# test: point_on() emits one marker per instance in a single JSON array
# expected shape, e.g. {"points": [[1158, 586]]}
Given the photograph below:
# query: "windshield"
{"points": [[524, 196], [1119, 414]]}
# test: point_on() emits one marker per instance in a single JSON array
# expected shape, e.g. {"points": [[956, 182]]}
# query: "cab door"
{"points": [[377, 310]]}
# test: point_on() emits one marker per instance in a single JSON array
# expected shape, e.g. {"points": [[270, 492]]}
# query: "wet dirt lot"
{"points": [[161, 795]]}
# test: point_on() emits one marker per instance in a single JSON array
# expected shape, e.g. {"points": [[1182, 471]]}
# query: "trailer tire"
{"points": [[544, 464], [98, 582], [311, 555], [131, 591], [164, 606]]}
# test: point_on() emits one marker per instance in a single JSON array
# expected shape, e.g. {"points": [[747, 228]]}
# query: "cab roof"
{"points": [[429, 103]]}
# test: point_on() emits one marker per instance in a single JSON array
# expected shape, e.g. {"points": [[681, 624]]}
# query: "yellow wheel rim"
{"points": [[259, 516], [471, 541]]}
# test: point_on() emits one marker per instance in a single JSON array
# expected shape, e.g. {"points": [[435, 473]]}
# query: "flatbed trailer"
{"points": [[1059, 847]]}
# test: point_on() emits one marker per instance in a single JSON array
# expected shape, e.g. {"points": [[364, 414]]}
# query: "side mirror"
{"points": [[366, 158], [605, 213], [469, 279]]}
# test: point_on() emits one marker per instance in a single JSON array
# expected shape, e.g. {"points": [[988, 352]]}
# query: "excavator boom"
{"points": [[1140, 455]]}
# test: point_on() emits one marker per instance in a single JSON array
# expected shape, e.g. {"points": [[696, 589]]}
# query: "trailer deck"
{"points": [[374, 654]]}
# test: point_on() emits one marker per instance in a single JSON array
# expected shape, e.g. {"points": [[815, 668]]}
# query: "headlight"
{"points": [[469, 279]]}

____

Would you write down every record again, exactly?

● **Exercise response**
# test: point_on() emits one marker per instance in a single JSON array
# expected shape, e.g. {"points": [[1158, 586]]}
Given the photograph below:
# query: "windshield"
{"points": [[524, 196], [1119, 414]]}
# test: point_on() emits one marker per instance in a single JSON array
# expected shape, e.g. {"points": [[956, 182]]}
# query: "cab door"
{"points": [[377, 310]]}
# test: point_on() emits one marker per instance in a single JSON array
# expected shape, e.g. {"points": [[270, 492]]}
# query: "wet dirt lot"
{"points": [[161, 795]]}
# test: point_on() emits one marker per instance in a single JSON array
# expected shape, e.g. {"points": [[1182, 471]]}
# query: "trailer tire"
{"points": [[544, 464], [98, 582], [311, 555], [131, 591], [164, 606]]}
# test: point_on() emits one marker per instance in a single JSON array
# expected shape, e.g. {"points": [[747, 228]]}
# query: "cab roof"
{"points": [[429, 103]]}
# test: point_on() emits one marker per instance in a single JSON array
# expected shape, e.g. {"points": [[681, 624]]}
# query: "yellow wheel rim"
{"points": [[259, 516], [471, 541]]}
# test: point_on() emits one marker per instance in a single JSON array
# expected shape, e.g. {"points": [[435, 473]]}
# query: "flatbed trailer"
{"points": [[1059, 847]]}
# test: point_on() emits one marker per instance in a single JSON array
# expected shape, e.g. {"points": [[364, 414]]}
# query: "side mirror"
{"points": [[366, 158], [605, 213], [469, 279]]}
# test: point_on() emits one marker per instance in a single JSON array
# expected shape, e.g. {"points": [[988, 352]]}
# query: "excavator boom"
{"points": [[1140, 455]]}
# test: point_on() emits one marker per instance in a single JSON array
# expected shape, e.g. {"points": [[696, 589]]}
# query: "trailer deck"
{"points": [[374, 654]]}
# test: point_on() emits one marker per instance in a single JSON array
# expected shape, e.g. {"points": [[815, 668]]}
# query: "headlight"
{"points": [[469, 279]]}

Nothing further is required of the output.